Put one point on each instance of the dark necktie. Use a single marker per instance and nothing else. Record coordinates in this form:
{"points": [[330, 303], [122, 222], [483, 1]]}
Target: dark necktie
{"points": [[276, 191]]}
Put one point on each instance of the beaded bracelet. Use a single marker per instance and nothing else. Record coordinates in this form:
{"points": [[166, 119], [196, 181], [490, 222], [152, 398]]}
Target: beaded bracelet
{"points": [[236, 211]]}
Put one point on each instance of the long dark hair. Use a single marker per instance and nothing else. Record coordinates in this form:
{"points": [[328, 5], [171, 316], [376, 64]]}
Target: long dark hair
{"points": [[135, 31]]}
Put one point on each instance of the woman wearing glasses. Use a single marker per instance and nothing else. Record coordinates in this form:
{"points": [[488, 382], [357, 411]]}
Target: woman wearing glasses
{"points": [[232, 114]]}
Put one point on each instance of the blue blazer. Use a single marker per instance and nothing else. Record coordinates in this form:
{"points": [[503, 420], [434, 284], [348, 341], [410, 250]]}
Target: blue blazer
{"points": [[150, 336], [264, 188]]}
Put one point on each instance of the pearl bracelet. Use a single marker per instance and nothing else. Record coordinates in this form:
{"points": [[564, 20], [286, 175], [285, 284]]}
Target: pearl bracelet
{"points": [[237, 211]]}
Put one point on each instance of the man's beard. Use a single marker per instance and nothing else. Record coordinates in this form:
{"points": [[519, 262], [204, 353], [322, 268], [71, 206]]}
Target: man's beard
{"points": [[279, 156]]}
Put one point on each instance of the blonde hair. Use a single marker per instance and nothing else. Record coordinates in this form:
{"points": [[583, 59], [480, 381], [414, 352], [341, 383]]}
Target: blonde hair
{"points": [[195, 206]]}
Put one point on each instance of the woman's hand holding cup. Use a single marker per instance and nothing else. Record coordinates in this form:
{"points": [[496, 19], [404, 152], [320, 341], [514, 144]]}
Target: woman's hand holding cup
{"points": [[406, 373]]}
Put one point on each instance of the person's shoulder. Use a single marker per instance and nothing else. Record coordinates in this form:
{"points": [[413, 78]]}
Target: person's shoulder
★ ★ ★ ★ ★ ★ ★
### Given instruction
Restate each record exactly as written.

### Final result
Put one point on each instance of the dark necktie. Use a single marker per instance and nothing else. Record coordinates in this form:
{"points": [[330, 303], [122, 222], [483, 1]]}
Target: dark necktie
{"points": [[276, 191]]}
Put one point on each instance of the beaded bracelet. Use a single marker per instance and nothing else. Record coordinates in this form:
{"points": [[166, 119], [196, 181], [490, 222], [152, 398]]}
Target: beaded bracelet
{"points": [[236, 211]]}
Put one point on each instance of the long dark hair. Use a single marker per instance and nothing else. Record coordinates in this form:
{"points": [[328, 5], [171, 316], [376, 64]]}
Target: long dark hair
{"points": [[135, 31]]}
Put one point on each instance of the woman wearing glasses. Use a single marker per instance and nothing else. Record coordinates in this form:
{"points": [[488, 382], [357, 411]]}
Target: woman wearing glasses
{"points": [[232, 114]]}
Put one point on each instance of the blue blazer. Use a single marker per instance and nothing else. Record coordinates in this form:
{"points": [[503, 420], [434, 284], [348, 341], [410, 250]]}
Target: blue blazer
{"points": [[150, 336], [264, 188]]}
Put one point on each instance of the pearl bracelet. Use a single marker per instance and nothing else. Record coordinates in this form:
{"points": [[564, 20], [286, 175], [285, 284]]}
Target: pearl bracelet
{"points": [[237, 211]]}
Put one point on each instance of the man's beard. Use a single marker per instance and nothing else. Record coordinates in this form:
{"points": [[519, 262], [204, 353], [322, 268], [71, 206]]}
Target: man's beard
{"points": [[279, 156]]}
Put one point on each instance of the blonde hair. Use a single marker per instance and nothing else. Record coordinates in this form:
{"points": [[583, 59], [480, 381], [414, 352], [341, 383]]}
Target: blonde hair
{"points": [[195, 206]]}
Put one point on each instance of the woman's hand holding cup. Use a single marker per instance and nothing else. Record coordinates in this form:
{"points": [[496, 19], [404, 152], [320, 341], [514, 144]]}
Target: woman's hand holding cup
{"points": [[406, 373]]}
Put one point on each instance of the person's shoulder. Use a single marker per instance and nothing else. Record coordinates in this form:
{"points": [[413, 78]]}
Target: person's shoulder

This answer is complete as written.